Observability Quickstart
Get Prometheus metrics and Kafka lag monitoring running in 5 minutes.
Quick Start
1. Enable Metrics in Config
Add to your config.yaml:
observability:
metrics_enabled: true
metrics_port: 9090
lag_monitoring_enabled: true
lag_monitoring_interval_secs: 30
2. Start Streamforge
CONFIG_FILE=config.yaml ./streamforge
You’ll see:
✅ Metrics registered successfully
🔍 Metrics server listening on http://0.0.0.0:9090
Metrics endpoint: http://localhost:9090/metrics
Health endpoint: http://localhost:9090/health
✅ Consumer lag monitoring started (interval: 30s)

• [Recorded information]
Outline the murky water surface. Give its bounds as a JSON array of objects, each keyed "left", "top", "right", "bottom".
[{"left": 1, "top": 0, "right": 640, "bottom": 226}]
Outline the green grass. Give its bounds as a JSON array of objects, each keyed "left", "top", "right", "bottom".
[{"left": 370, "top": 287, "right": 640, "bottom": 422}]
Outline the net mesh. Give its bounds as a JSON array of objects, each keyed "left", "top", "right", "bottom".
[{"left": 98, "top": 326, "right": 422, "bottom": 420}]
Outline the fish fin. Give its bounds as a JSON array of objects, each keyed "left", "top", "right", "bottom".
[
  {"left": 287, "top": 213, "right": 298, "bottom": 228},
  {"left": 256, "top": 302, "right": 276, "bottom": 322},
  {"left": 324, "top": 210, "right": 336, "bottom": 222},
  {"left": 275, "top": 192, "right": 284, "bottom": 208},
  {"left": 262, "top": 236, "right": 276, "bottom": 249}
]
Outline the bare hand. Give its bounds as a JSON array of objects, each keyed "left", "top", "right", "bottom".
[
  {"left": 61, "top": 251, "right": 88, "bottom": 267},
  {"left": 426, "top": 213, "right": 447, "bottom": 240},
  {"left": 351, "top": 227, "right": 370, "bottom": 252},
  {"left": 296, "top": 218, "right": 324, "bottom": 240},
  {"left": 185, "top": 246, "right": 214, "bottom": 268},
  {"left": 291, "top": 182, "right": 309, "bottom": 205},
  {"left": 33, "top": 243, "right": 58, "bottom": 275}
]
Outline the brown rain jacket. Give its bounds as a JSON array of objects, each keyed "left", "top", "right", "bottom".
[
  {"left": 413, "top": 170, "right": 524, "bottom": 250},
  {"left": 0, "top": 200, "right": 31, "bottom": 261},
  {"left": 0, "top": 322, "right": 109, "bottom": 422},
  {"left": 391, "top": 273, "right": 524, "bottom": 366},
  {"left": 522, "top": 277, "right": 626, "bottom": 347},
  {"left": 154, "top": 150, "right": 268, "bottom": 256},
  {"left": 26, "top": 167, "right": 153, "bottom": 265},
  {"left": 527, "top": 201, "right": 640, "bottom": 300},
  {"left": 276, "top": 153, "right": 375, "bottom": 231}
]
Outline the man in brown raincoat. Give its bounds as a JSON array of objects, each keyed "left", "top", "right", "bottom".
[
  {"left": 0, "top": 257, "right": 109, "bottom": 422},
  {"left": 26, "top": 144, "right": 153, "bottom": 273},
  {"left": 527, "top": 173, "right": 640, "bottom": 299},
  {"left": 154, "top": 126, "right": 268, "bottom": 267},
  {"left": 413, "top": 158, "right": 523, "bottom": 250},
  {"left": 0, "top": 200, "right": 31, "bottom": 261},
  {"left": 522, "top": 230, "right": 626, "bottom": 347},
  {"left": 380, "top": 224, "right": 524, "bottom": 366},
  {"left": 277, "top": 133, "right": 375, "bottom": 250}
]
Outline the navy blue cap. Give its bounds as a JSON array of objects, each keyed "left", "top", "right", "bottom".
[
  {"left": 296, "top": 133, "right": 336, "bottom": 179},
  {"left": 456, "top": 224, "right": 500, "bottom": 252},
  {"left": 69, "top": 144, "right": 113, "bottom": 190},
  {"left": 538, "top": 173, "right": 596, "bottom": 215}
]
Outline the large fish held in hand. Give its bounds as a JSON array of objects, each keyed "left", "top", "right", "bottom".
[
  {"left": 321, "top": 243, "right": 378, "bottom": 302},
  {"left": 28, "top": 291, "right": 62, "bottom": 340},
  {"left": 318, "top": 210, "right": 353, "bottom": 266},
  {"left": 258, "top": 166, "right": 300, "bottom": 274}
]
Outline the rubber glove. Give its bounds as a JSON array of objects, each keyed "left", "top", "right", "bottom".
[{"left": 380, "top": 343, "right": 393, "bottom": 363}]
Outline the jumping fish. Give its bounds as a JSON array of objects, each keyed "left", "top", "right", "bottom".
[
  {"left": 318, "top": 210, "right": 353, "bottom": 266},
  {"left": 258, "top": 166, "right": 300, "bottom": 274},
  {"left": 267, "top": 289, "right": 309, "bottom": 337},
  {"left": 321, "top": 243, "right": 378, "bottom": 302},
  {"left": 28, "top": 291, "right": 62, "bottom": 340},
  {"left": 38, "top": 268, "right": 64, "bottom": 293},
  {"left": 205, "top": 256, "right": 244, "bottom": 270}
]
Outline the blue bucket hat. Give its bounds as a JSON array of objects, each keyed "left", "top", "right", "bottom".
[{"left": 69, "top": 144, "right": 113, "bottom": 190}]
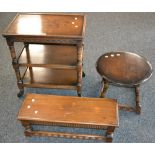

• [What is needed] Can you rewrite the observability quickstart passage beginning "You’ll see:" as a shorter bulleted list that keeps its main facts? The data is separate from the observability quickstart.

• [Solution for this problem]
- Metrics registered
- Metrics server listening on http://0.0.0.0:9090
- Metrics endpoint: http://localhost:9090/metrics
- Health endpoint: http://localhost:9090/health
- Consumer lag monitoring started (30s interval)